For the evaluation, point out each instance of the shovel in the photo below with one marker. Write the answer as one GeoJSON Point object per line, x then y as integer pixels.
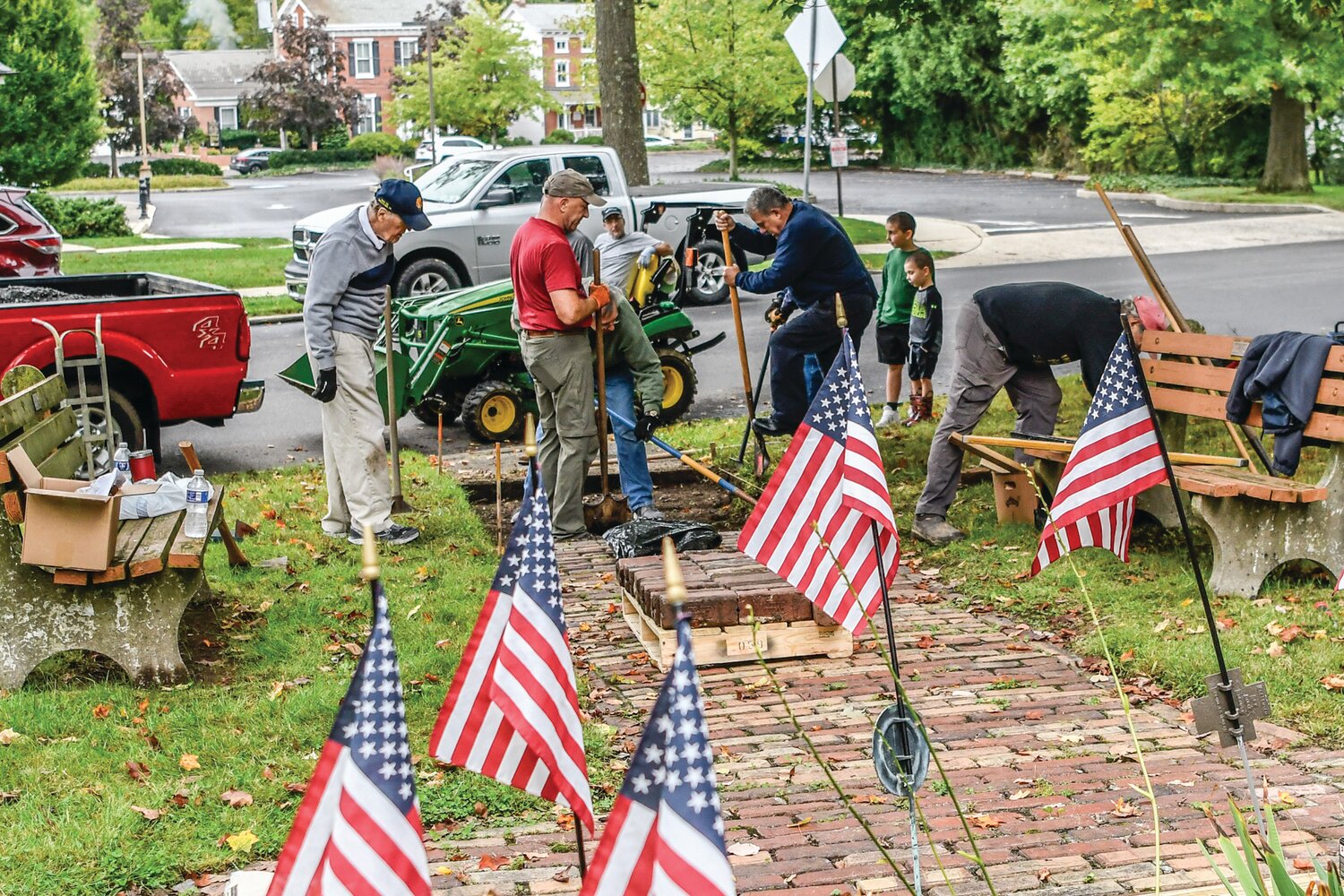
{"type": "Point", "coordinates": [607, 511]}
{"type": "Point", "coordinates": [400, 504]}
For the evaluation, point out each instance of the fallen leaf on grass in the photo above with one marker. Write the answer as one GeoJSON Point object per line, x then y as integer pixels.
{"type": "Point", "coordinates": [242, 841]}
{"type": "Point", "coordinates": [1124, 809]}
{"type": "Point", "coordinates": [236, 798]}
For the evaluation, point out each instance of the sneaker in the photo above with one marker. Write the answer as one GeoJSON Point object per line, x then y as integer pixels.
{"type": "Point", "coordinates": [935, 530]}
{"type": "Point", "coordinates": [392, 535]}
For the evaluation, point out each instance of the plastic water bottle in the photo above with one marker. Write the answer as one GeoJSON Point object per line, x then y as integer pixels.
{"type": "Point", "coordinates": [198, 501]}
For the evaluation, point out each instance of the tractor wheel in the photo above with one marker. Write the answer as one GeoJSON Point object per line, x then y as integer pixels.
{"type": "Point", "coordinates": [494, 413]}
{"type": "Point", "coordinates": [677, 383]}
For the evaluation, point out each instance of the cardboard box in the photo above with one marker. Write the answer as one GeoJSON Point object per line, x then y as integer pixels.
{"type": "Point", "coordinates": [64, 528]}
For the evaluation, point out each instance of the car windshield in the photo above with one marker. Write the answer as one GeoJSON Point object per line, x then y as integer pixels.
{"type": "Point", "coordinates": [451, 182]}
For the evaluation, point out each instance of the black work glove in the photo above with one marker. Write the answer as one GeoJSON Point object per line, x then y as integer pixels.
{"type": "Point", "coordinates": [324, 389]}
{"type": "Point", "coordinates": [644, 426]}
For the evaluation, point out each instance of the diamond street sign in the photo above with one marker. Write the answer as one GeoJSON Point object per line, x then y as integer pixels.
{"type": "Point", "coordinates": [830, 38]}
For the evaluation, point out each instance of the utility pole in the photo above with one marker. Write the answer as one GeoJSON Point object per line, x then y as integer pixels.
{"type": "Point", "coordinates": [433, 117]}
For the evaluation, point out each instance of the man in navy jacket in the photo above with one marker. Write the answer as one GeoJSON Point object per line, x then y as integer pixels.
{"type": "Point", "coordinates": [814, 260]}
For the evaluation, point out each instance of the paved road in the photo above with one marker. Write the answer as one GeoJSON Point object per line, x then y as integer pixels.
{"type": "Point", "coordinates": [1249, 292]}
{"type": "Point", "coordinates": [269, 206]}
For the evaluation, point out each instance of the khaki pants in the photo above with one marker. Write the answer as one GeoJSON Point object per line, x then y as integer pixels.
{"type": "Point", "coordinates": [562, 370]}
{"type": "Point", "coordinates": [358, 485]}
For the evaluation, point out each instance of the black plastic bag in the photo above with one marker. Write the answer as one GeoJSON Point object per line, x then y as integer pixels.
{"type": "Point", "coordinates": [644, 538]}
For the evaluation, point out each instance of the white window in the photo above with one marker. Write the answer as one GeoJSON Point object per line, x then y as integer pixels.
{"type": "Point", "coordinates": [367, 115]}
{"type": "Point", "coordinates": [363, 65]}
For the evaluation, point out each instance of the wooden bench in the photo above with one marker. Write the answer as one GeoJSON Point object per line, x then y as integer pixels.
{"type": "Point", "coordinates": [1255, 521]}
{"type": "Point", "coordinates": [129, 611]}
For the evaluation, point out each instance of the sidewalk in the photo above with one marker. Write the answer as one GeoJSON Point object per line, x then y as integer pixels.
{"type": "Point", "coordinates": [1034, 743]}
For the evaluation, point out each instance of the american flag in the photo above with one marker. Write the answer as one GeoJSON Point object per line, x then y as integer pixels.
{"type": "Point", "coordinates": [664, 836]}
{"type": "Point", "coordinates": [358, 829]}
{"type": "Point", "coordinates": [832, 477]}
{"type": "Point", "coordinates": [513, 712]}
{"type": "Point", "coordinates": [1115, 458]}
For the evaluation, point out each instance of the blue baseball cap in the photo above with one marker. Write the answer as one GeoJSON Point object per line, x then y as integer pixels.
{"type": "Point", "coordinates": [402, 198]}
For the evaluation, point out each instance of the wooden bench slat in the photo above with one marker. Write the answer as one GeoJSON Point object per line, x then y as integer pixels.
------------------------------------------------
--- Directions ---
Repeat, character for character, the lines from the one that holds "For the evaluation, point out each instance of the blue" to the final line of the material, inclusive, and no other lines.

--- Task answer ---
For the evaluation, point out each instance of the blue baseball cap in the photo above with one marker. Write the answer as one GeoJSON Point object per line, x then y as integer pixels.
{"type": "Point", "coordinates": [402, 198]}
For the evaluation, point out each instance of the wooden bench slat in the photo above with one marker. Write the answer as one GeoJSON Point object per line, x then y as integer pixels.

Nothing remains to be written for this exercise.